▶ _Passage_
If young trees are planted in a denser array than old trees, one might expect that the collective uptake of carbon by a suite of young trees might exceed the carbon uptake of a single, large, old tree. Indeed, this is the basis of much plantation forestry. However, when the canopies of the trees begin to overlap, leading to shading and competition, the weaker trees will die, so that the final density and total biomass of the surviving trees will be similar regardless of initial density. Although trees may grow at different rates, there is little opportunity to design forests that will have a significantly greater final total biomass by planting decisions alone.

▶ _Work to complete_
Restate the passage on tree density and carbon uptake from "If young trees" up to and including "planting decisions alone.", switching "canopies" to "crowns".

▶ _The data_
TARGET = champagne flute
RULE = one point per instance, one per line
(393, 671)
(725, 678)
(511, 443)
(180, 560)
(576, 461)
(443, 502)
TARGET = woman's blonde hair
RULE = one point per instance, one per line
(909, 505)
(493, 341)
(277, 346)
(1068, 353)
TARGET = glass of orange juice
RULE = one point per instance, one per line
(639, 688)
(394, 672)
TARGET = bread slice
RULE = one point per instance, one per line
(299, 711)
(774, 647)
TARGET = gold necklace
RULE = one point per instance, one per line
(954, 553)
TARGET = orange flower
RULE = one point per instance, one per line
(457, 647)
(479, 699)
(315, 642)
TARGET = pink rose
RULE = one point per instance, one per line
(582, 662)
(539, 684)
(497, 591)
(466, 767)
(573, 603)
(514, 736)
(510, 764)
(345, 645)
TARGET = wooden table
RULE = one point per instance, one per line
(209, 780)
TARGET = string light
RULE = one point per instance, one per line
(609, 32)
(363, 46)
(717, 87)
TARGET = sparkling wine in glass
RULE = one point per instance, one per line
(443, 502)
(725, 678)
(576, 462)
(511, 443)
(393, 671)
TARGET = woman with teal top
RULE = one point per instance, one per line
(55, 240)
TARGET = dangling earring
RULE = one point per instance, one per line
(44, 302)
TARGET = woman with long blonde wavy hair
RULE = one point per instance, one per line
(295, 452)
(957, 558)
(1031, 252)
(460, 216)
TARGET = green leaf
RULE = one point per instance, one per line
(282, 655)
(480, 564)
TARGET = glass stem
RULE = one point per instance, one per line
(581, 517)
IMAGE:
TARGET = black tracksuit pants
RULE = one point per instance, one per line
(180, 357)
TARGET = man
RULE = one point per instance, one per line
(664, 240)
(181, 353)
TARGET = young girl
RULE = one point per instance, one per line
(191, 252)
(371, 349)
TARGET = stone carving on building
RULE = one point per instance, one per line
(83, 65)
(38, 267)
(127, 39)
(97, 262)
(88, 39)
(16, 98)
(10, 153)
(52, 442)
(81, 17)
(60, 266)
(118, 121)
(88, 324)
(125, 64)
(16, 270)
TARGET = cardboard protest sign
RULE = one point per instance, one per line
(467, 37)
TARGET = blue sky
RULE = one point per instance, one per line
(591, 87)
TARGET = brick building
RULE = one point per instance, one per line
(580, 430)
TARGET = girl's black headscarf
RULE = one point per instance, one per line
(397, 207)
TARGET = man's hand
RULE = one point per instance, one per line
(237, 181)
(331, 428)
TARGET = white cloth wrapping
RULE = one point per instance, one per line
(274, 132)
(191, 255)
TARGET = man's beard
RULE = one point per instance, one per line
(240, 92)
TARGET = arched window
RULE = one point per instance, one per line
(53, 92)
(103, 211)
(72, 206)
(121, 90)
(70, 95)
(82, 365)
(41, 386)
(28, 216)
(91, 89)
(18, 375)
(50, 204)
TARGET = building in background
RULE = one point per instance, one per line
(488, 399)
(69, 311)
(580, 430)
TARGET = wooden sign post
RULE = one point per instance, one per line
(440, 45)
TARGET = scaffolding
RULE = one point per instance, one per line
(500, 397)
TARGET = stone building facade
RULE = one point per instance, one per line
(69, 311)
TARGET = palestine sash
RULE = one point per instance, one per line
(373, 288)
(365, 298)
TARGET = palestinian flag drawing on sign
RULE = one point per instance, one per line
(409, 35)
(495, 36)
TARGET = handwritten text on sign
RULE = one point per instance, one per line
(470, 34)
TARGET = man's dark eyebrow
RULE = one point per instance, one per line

▶ _Exercise answer_
If young trees are planted in a denser array than old trees, one might expect that the collective uptake of carbon by a suite of young trees might exceed the carbon uptake of a single, large, old tree. Indeed, this is the basis of much plantation forestry. However, when the crowns of the trees begin to overlap, leading to shading and competition, the weaker trees will die, so that the final density and total biomass of the surviving trees will be similar regardless of initial density. Although trees may grow at different rates, there is little opportunity to design forests that will have a significantly greater final total biomass by planting decisions alone.